*EXERCISE REQUIREMENTS:* Please reproduce every one of the following entries word for word, changing nothing in any line.

*ENTRIES:*

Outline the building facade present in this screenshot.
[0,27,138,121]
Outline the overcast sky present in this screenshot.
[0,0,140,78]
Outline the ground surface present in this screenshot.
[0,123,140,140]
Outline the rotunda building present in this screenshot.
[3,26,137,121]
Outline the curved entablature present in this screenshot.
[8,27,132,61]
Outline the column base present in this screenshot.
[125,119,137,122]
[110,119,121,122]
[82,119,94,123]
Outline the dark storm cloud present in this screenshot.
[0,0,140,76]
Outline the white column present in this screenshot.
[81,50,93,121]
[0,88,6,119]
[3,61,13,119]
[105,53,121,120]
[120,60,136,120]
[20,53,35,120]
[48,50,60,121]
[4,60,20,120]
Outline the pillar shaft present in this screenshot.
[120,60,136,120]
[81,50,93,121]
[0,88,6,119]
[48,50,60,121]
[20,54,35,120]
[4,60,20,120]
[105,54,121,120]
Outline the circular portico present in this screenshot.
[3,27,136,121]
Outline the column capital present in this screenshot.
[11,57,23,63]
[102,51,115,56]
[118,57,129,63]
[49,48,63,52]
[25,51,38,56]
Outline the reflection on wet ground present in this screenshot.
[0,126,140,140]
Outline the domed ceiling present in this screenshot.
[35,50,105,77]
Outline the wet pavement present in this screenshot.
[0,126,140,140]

*ANSWER IN FULL:*
Outline the building facade present in this screenshot.
[0,27,138,121]
Outline the overcast sky present in this screenshot.
[0,0,140,78]
Outline the ground surface present in this screenshot.
[0,123,140,140]
Outline the rotunda building present in this screenshot.
[3,26,137,121]
Outline the curved entablature present in this screenshot.
[8,27,132,61]
Outline the column base present in this screenshot.
[125,119,137,122]
[110,119,121,122]
[82,119,94,123]
Outline the dark storm cloud present in this screenshot.
[0,0,140,76]
Outline the white column present in this screenshot.
[81,50,93,121]
[0,88,6,119]
[3,61,13,119]
[105,53,121,120]
[120,60,136,120]
[20,53,35,120]
[48,50,60,121]
[4,60,20,120]
Outline the pillar shaft present in this screenshot.
[120,60,136,120]
[81,50,93,121]
[0,88,6,119]
[48,50,60,121]
[20,54,35,120]
[4,60,20,120]
[105,54,121,120]
Outline the circular portico present in this screenshot.
[3,27,136,121]
Outline the column capital present in this screenshot.
[11,57,23,63]
[102,51,115,56]
[118,57,129,63]
[49,48,63,52]
[25,51,38,56]
Outline the reflection on wet ground present in this screenshot.
[0,126,140,140]
Outline the domed ceiling present in this screenshot.
[35,50,105,77]
Outline the wet pavement present in this screenshot.
[0,126,140,140]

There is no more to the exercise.